### EXERCISE BRIEF:
From top to bottom, reproduce the listing without a single change.

### TASK INPUTS:
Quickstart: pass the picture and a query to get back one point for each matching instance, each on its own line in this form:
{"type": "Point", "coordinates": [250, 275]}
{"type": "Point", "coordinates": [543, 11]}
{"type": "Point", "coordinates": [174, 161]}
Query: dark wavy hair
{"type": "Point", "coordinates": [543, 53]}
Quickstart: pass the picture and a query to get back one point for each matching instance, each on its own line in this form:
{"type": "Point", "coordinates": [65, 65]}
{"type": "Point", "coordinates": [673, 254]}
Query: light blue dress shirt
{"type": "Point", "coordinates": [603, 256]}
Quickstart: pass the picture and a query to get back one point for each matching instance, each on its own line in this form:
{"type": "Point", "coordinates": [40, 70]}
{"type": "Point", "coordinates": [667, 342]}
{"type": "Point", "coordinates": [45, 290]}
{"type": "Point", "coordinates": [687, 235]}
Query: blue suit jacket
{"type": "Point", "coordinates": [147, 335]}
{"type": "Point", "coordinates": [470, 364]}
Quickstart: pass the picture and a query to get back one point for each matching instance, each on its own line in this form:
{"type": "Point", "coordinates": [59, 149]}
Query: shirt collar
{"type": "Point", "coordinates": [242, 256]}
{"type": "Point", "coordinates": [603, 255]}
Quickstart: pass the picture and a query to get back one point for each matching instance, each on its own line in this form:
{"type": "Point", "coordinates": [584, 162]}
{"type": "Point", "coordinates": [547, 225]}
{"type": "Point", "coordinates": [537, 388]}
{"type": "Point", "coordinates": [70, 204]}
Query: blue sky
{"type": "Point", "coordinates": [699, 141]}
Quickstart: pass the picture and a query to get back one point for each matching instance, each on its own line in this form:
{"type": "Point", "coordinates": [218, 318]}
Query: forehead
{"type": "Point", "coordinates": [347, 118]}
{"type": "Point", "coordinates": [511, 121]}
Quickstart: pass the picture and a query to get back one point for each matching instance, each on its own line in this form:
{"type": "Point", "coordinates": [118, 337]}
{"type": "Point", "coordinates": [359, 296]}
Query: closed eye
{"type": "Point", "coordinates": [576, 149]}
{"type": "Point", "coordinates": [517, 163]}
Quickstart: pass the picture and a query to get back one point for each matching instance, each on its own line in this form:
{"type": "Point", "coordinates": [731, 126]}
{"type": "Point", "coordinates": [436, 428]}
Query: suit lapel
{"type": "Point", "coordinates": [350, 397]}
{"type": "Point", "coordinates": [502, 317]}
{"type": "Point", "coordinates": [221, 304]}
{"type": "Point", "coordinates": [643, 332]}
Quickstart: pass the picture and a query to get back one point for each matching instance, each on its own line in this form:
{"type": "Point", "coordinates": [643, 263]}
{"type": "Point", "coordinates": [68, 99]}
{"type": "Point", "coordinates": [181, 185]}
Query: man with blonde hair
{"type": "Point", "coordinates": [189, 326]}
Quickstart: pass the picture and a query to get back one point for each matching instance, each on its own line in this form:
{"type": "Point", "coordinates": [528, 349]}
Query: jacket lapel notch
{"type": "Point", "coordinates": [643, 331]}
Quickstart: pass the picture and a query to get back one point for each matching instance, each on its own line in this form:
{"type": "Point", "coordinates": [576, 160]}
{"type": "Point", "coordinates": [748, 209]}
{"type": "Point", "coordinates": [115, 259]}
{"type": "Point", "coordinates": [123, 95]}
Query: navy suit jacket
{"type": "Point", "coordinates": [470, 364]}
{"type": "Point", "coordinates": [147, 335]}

### ANSWER TO THIS EXERCISE:
Quickstart: pass the picture and a query to get back one point for each matching instance, each on its own line in this form:
{"type": "Point", "coordinates": [250, 275]}
{"type": "Point", "coordinates": [543, 11]}
{"type": "Point", "coordinates": [174, 161]}
Query: dark wavy hair
{"type": "Point", "coordinates": [543, 53]}
Quickstart: pass the picture and a query to get back one point for each matching instance, each on its own line in this form:
{"type": "Point", "coordinates": [65, 65]}
{"type": "Point", "coordinates": [673, 254]}
Query: light blue dress shirt
{"type": "Point", "coordinates": [603, 256]}
Quickstart: pass the picture and a query to get back one point for each matching instance, each on its own line in this form:
{"type": "Point", "coordinates": [40, 70]}
{"type": "Point", "coordinates": [667, 342]}
{"type": "Point", "coordinates": [45, 290]}
{"type": "Point", "coordinates": [687, 235]}
Query: blue suit jacket
{"type": "Point", "coordinates": [147, 335]}
{"type": "Point", "coordinates": [470, 364]}
Quickstart: pass the picture and a query to get back one point for each matching instance, each on its own line in this form:
{"type": "Point", "coordinates": [59, 149]}
Query: shirt collar
{"type": "Point", "coordinates": [242, 256]}
{"type": "Point", "coordinates": [603, 255]}
Quickstart: pass the picture and a query to get back one point for each matching instance, each on its own line in this form:
{"type": "Point", "coordinates": [584, 162]}
{"type": "Point", "coordinates": [547, 225]}
{"type": "Point", "coordinates": [537, 388]}
{"type": "Point", "coordinates": [70, 204]}
Query: blue sky
{"type": "Point", "coordinates": [699, 141]}
Quickstart: pass the picture and a query to get back one point for each matching instance, each on its own line in this form:
{"type": "Point", "coordinates": [218, 318]}
Query: forehead
{"type": "Point", "coordinates": [347, 118]}
{"type": "Point", "coordinates": [511, 121]}
Quickstart: pass the picture and a query to get back one point for each matching instance, each on its own line in this form:
{"type": "Point", "coordinates": [118, 337]}
{"type": "Point", "coordinates": [359, 296]}
Query: closed eye
{"type": "Point", "coordinates": [576, 149]}
{"type": "Point", "coordinates": [517, 163]}
Quickstart: pass the picture and a query to get back one point for each matching instance, each on its own line in this form:
{"type": "Point", "coordinates": [731, 126]}
{"type": "Point", "coordinates": [436, 428]}
Query: suit lapel
{"type": "Point", "coordinates": [350, 397]}
{"type": "Point", "coordinates": [502, 317]}
{"type": "Point", "coordinates": [221, 304]}
{"type": "Point", "coordinates": [643, 332]}
Quickstart: pass the picture and a query to get back one point for each matching instance, each on its own line in this form:
{"type": "Point", "coordinates": [643, 263]}
{"type": "Point", "coordinates": [68, 99]}
{"type": "Point", "coordinates": [181, 185]}
Query: man with blonde hair
{"type": "Point", "coordinates": [189, 326]}
Quickstart: pass the picture and a query to get back one point for each matching instance, each on its own line in this form:
{"type": "Point", "coordinates": [528, 349]}
Query: jacket lapel notch
{"type": "Point", "coordinates": [643, 331]}
Quickstart: pass the picture and a query to get back one point for each matching instance, each on its own line in this form:
{"type": "Point", "coordinates": [576, 160]}
{"type": "Point", "coordinates": [748, 209]}
{"type": "Point", "coordinates": [115, 259]}
{"type": "Point", "coordinates": [123, 95]}
Query: navy suit jacket
{"type": "Point", "coordinates": [470, 364]}
{"type": "Point", "coordinates": [147, 335]}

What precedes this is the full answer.